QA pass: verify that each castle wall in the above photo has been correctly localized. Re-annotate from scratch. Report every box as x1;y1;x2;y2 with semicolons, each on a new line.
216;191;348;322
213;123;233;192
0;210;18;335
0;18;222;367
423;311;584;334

Task brief: Extract every one of the lines above verbatim, preserving each character and line break without alteration.

Exercise output:
QA pass: verify that each castle wall in the above photo has been correctly localized. Re-annotate from scratch. Report every box as x1;y1;x2;y2 with semicolons, each on a new line.
216;191;348;322
213;123;233;192
0;210;18;335
0;18;222;367
423;311;584;334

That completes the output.